Testo estratto>
————————

Visto che Travaglio è nuovo a questo gioco, sta sperimentando diverse tecniche. Facendo una sintesi possiamo individuare una strategia di breve, una di medio e una di lungo periodo. La prima è già stata esaurita – d’altronde si poteva utilizzare solo per un paio di settimane dopo la formazione del governo giallo-verde. Consisteva nel prendere tempo, invocando una sostanziale sospensione del giudizio. L’argomento si basava su una specie di garantismo politico: il governo è innocente fino a prova contraria o, in altre parole, non lo si può criticare perché non ha ancora fatto niente. Ma questa posizione è presto diventata impraticabile, soprattutto quando Salvini ha iniziato a rilasciare dichiarazioni incendiarie su base quotidiana. Di fronte a certe esternazioni è impossibile andare in televisione e dire: lasciamoli lavorare in pace.

Nel giro di qualche settimana è entrata così in gioco una strategia più sostenibile, in corso in questi giorni e che credo sarà portata avanti per diversi mesi: consiste nel lavorare sulla dicotomia tra grillini e leghisti. Secondo il nuovo schema, ogni cosa positiva fatta dal governo è merito del M5S, mentre ogni cosa negativa è colpa della Lega. A supporto di questa tesi, è già partita una narrazione secondo la quale i leghisti fanno solo tanto rumore, mentre i grillini lavorano in silenzio e portano a casa i veri risultati. Mentre Salvini fa annunci e si prende tutta l’attenzione, Conte e Di Maio sgobbano nell’ombra e difendono gli interessi degli italiani come grandi statisti.

D’altronde, Travaglio non si identifica nel governo tout-court. A lui sembra interessare solo il M5S e il fatto che sia al potere. Quindi ogni occasione è buona per bacchettare Salvini, stando attento a non compromettere la stabilità del governo. Perché Travaglio sa bene che, se si andasse a votare domani, la Lega sarebbe probabilmente il primo partito. Tuttavia, in queste prime battute, sembra che i crescenti attacchi alla Lega siano ancora piuttosto rudimentali e che ci vorrà un po’ di tempo per affilare i coltelli.

————————

Record per l'etichettatura dei contorni:
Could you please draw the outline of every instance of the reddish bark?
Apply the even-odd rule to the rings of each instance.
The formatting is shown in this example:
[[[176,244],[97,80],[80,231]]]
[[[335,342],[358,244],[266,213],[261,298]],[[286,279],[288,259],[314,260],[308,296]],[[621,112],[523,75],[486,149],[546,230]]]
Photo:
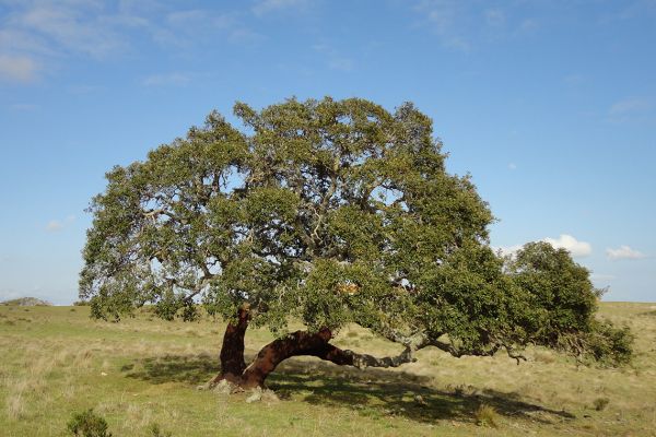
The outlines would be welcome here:
[[[244,335],[248,328],[250,316],[247,307],[239,308],[237,311],[237,322],[227,323],[225,334],[223,334],[223,345],[219,359],[221,362],[221,373],[214,378],[214,381],[227,379],[236,382],[246,369],[244,361]]]
[[[395,357],[376,358],[353,351],[342,351],[330,344],[332,332],[321,329],[319,332],[292,332],[263,346],[253,362],[246,367],[244,362],[244,334],[248,327],[248,309],[241,309],[236,324],[230,323],[223,338],[221,350],[221,373],[210,385],[225,379],[241,389],[263,387],[267,377],[283,361],[298,355],[311,355],[329,361],[340,366],[397,367],[414,361],[410,349]]]

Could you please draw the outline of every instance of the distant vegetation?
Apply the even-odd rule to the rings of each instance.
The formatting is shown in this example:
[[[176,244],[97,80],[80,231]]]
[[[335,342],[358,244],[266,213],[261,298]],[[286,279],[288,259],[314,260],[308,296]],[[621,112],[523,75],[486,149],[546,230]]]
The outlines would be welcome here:
[[[37,299],[36,297],[19,297],[17,299],[0,302],[0,305],[14,307],[49,307],[52,306],[47,300]]]
[[[198,390],[220,370],[226,327],[207,314],[189,324],[157,320],[149,307],[112,323],[90,319],[85,306],[0,306],[0,435],[656,437],[655,305],[600,304],[597,320],[636,333],[635,357],[621,368],[579,366],[542,346],[527,347],[518,366],[504,354],[426,347],[395,369],[294,357],[269,390],[234,394]],[[249,329],[246,357],[271,340]],[[352,323],[335,344],[399,350]]]

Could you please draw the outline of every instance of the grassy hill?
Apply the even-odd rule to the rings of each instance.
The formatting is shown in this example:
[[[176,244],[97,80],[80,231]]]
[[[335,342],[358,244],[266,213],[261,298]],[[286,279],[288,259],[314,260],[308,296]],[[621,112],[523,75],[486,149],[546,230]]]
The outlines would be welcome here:
[[[278,399],[197,387],[216,371],[224,326],[165,322],[148,312],[110,323],[89,307],[0,306],[0,435],[66,436],[93,408],[115,437],[153,436],[656,436],[656,305],[611,303],[601,317],[637,334],[624,369],[576,366],[542,349],[519,366],[500,354],[454,358],[424,350],[395,370],[315,358],[285,362],[269,380]],[[271,340],[248,333],[255,353]],[[395,346],[359,327],[338,344]]]
[[[37,299],[36,297],[19,297],[17,299],[0,302],[0,305],[13,307],[48,307],[52,304],[47,300]]]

————————

Prosegui il testo sulle strategie di Travaglio nei confronti del governo giallo-verde, riprendendo subito dopo l'ultima frase. L'elenco non serve.

Soluzione>
Se il M5S avesse fatto il governo col Pd sarebbe stato molto più facile portare avanti questa tecnica di guerriglia intestina: forse Travaglio era tra i principali sostenitori dell’accordo M5S-Pd proprio per questo motivo. Quando si tratta di attaccare quel che resta del Partito democratico, nessuno è più allenato di lui. Il problema è che su molti temi importanti, come la lotta all’evasione fiscale – ora i grillini sembrano sposare in pieno l’idea di un condono in stile Berlusconiano – il Movimento si è appiattito sulle posizioni della Lega. E così ha fatto anche Travaglio. Il tema dell’immigrazione è l’esempio più lampante di come Travaglio riesca a sostenere  qualsiasi cosa, pur di non mettere i bastoni tra le ruote all’attuale governo. Come ad esempio che ci siano dati acclarati sui rapporti tra le Ong e i trafficanti libici. Accuse che non hanno portato a nessun rinvio a giudizio, anzi. La procura di Palermo ha recentemente archiviato un’indagine su due specifiche Ong, Sea Watch e Open Arms.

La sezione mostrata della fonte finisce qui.